> **HOW TO COMPLETE THIS TASK**
Please return each of the entries that follow, unchanged in every word.
++++ GIVEN INFORMATION ++++
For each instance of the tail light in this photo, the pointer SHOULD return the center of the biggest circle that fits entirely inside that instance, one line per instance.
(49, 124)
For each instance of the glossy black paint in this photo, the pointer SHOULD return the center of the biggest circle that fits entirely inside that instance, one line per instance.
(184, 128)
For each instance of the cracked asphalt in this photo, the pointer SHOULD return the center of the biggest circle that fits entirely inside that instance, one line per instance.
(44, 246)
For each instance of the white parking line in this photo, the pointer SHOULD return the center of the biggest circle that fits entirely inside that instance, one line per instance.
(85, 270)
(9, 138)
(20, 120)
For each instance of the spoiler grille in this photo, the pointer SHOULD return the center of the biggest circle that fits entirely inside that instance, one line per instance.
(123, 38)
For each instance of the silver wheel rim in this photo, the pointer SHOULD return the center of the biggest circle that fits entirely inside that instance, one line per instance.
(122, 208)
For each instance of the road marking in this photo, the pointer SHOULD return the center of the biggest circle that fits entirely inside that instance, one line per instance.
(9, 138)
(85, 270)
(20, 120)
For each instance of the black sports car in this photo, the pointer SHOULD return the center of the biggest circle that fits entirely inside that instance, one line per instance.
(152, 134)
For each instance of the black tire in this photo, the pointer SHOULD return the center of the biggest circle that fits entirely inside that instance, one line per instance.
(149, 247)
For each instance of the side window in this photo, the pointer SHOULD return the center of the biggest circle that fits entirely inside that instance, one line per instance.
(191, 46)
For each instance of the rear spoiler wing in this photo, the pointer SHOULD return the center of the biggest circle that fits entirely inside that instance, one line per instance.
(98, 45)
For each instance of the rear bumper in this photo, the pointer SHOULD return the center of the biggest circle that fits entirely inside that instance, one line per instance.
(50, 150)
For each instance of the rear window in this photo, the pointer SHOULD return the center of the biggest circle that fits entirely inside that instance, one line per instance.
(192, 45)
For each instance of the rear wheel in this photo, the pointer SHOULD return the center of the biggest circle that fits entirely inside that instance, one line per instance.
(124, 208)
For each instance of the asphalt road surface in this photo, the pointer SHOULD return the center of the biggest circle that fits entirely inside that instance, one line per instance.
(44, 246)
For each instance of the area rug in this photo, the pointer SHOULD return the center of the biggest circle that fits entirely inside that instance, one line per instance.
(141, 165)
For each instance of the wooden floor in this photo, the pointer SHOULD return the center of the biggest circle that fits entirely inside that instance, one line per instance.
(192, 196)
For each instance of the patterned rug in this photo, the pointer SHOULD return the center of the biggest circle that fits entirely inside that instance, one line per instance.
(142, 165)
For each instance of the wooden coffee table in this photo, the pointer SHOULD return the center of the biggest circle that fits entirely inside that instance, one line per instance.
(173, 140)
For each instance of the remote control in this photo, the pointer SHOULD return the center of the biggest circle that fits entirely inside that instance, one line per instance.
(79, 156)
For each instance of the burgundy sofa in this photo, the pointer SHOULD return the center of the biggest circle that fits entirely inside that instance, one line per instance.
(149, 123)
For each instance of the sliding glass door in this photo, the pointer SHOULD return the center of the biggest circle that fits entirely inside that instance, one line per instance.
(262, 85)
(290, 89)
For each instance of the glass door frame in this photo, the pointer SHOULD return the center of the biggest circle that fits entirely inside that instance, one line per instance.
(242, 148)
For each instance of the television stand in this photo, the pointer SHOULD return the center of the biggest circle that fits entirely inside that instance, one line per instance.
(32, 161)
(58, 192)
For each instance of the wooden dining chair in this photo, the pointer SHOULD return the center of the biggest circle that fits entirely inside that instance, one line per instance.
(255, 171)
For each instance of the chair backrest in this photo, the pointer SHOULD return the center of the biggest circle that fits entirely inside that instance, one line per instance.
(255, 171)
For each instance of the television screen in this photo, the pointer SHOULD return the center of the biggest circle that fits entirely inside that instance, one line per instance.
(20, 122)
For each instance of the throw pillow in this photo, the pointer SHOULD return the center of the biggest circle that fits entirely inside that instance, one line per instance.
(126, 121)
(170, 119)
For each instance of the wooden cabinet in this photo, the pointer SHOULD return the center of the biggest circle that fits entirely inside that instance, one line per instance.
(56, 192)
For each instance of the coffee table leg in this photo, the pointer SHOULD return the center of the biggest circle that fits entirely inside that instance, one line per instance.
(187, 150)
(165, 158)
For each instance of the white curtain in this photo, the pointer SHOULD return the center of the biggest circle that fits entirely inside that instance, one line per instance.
++++
> **FINISHED TASK**
For each instance of the tail light in this photo, the pointer SHOULD return the center of the biggest circle that fits entirely inside that instance, one line per instance.
(49, 124)
For each instance of the glossy black paint in this photo, the pointer SHOULD return the center of the biggest circle that fits entirely inside that instance, one line per instance.
(184, 128)
For each instance of the cracked asphalt in this photo, the pointer SHOULD return the center of the biggest circle that fits entirely inside that instance, one line per instance.
(44, 246)
For each instance of the white parking line in this photo, the pointer SHOULD return the center of the biggest circle that fits entirely inside that instance, one line per instance.
(85, 270)
(9, 138)
(20, 120)
For each instance of the spoiler grille in this photo, the pointer SHOULD return the center of the biggest circle that fits entirely inside that instance, one line per instance.
(123, 38)
For each instance of the silver wheel rim in this photo, the pointer SHOULD return the center of the biggest circle that fits entirely inside that instance, one line per instance.
(122, 208)
For each instance of the road marking in this photo, the pointer SHOULD return the center of the biggest circle that fits entirely inside that instance, one line per instance.
(9, 138)
(85, 270)
(20, 120)
For each instance of the black sports car in this photo, the pointer SHOULD return the center of the biggest circle that fits entirely inside that instance, one line per instance.
(152, 134)
For each instance of the black tire in this photo, the pointer SHOULD return the center of the biggest circle that fits entirely inside that instance, one line per instance.
(149, 247)
For each instance of the side window in this photo, the pointer SHOULD return the center of the biggest circle that fits entirely inside that instance, one line per instance.
(191, 46)
For each instance of the rear spoiler wing in this photo, the pointer SHOULD return the center of the biggest circle that fits entirely inside that instance, one line per instance.
(98, 45)
For each instance of the rear bumper in this photo, the pointer SHOULD return the center of the biggest circle that fits entirely inside that instance, one line per instance.
(50, 150)
For each instance of the rear window in this photo, the pointer SHOULD return the center of the biggest circle that fits entirely inside that instance, one line per instance.
(192, 45)
For each instance of the rear wheel in this photo, the pointer SHOULD return the center of the biggest circle that fits entirely inside that instance, one line per instance.
(124, 208)
For each instance of the asphalt road surface in this photo, the pointer SHOULD return the center of the biggest circle that fits entirely inside that instance, one line per instance.
(44, 246)
For each instance of the area rug in this photo, the pointer SHOULD return the center of the biggest circle that fits entirely inside that instance, one line per instance.
(141, 165)
For each instance of the wooden floor in this photo, the pointer SHOULD return the center of the biggest circle that fits entirely inside that instance, one line per instance.
(192, 196)
For each instance of the patterned rug in this photo, the pointer SHOULD return the center of the biggest circle that fits entirely inside that instance, one line per instance.
(142, 165)
For each instance of the wooden coffee table in this photo, the pointer SHOULD return the center of the biggest circle that fits entirely inside that instance, one line per instance.
(173, 140)
For each instance of the remote control in this photo, the pointer SHOULD return the center of the biggest circle that fits entirely inside that instance, one line per instance.
(79, 156)
For each instance of the burgundy sofa in this photo, the pointer SHOULD return the center of the biggest circle that fits entirely inside that instance, one line per instance.
(149, 123)
For each instance of the sliding glass door in this photo, the pointer SHOULD return the center of the biggest circle that fits entirely inside that instance, one line per instance.
(262, 85)
(290, 89)
For each instance of the glass door frame in this photo, the pointer SHOULD return the center of the biggest circle that fits entirely inside that instance, one line per instance.
(242, 148)
For each instance of the television stand in this photo, the pointer SHOULD return the center of the biggest circle that fits entirely inside that instance, one line per instance.
(32, 161)
(58, 192)
For each instance of the wooden dining chair in this photo, the pointer SHOULD return the center of the biggest circle that fits entirely inside that instance, one line per instance.
(255, 171)
For each instance of the chair backrest in this photo, the pointer SHOULD return the center of the biggest circle that fits entirely inside that instance, one line per instance.
(255, 171)
For each instance of the television screen in this photo, the pointer SHOULD return the center of the biggest circle that fits entirely inside that instance, one line per instance.
(20, 122)
For each instance of the throw pillow in this photo, the pointer SHOULD return the center of the biggest circle that fits entirely inside that instance, one line per instance.
(126, 121)
(170, 119)
For each instance of the wooden cabinet in this photo, the pointer SHOULD return the center of the biggest circle that fits entirely inside that instance, one line per instance.
(56, 192)
For each instance of the coffee table leg in this photo, the pointer SHOULD return the center of the biggest circle that fits entirely inside that instance, one line per instance.
(187, 150)
(165, 158)
For each instance of the white curtain in this photo, the pointer SHOULD return the center of the biggest circle that fits entirely inside that instance, one line per instance.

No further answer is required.